▶ À faire
**1.** D'après le texte sur la marine, combien de plateformes porte-aéronefs compte-t-on à peu près en 2040 ?
**2.** Écrivez la suite du texte sur la marine, juste après sa dernière phrase.

==== Texte choisi ====

Pour bien entretenir la flotte actuelle et développer les prochaines générations de chaufferie nucléaire, le ministère a besoin de personnels hautement qualifiés, qui ont déjà conçu ce type d'équipement et qui savent comment sont faites les tuyauteries, comment a été fait le dimensionnement du réacteur, pourquoi telle pompe et pas telle autre. "Nous avons besoin de préparer aujourd'hui la génération d'ingénieurs, qui concevra les chaufferies, qui seront à bord des successeurs des Barracuda", explique--on au ministère.
"C'est une ligne de crête entre maintenir et développer des compétences et prendre le moins de risques sur la tenue du calendrier" du programme, explique-t-on dans l'entourage de Florence Parly.
Les porte-avions, instruments de puissance
Enfin, les grandes puissances navales s'équipent de plus en plus de porte-avions. Selon le ministère, 28 porte-aéronefs, qui embarquent chacun plus de plus de 15 avions au moins, ont été identifiés en 2020. En 2040, il y aura à peu près 36 plateformes. Soit une augmentation de près de 30% "La France ne pouvait pas rester à côté de ce mouvement compte tenu du poids politique massif que représente aujourd'hui un porte-avions", estime-t-on dans l'entourage de Florence Parly.

==== Extrait de données ====

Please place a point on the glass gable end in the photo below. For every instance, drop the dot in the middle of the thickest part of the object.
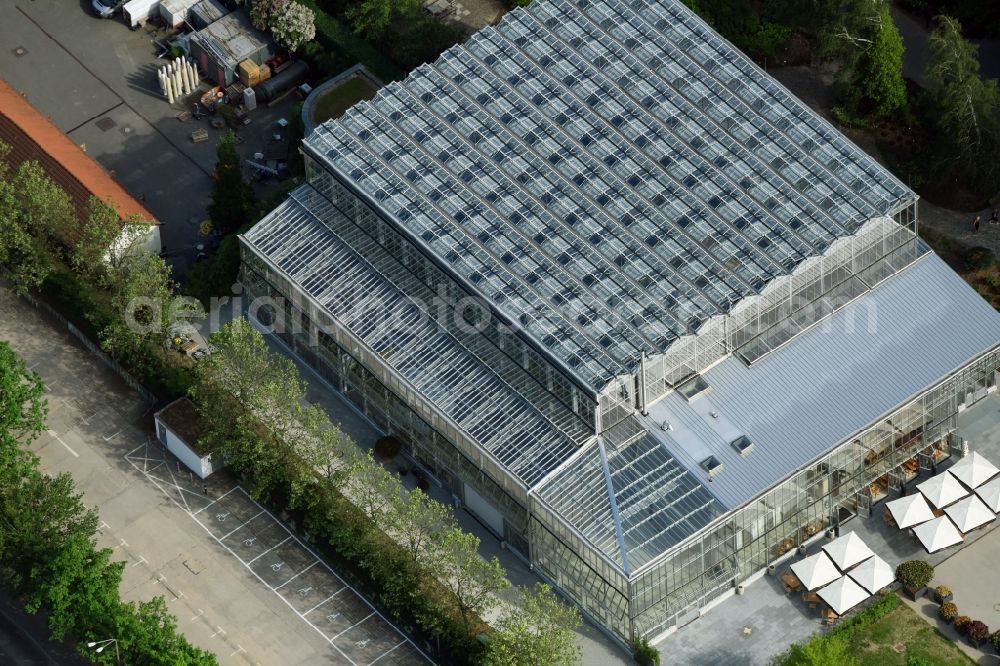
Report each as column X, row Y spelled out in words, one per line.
column 607, row 171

====

▶ Réponses par tâche
**1.** À peu près 36 plateformes.

**2.**
Ainsi, la Chine en possède déjà deux et en construit deux autres. Les Etats-Unis, qui ont une flotte de 11 porte-avions de la classe de 100.000 tonnes, vont renouveler leur flotte à compter de 2024. L'Inde, qui a déjà acheté deux porte-avions à la Russie, en construirait un. La Russie a quant à elle lancé un programme de très gros porte-avions (100.000 tonnes). Plus près de la France, la Grande-Bretagne s'est dotée de deux porte-aéronefs de type Queen Elisabeth (65.000 tonnes).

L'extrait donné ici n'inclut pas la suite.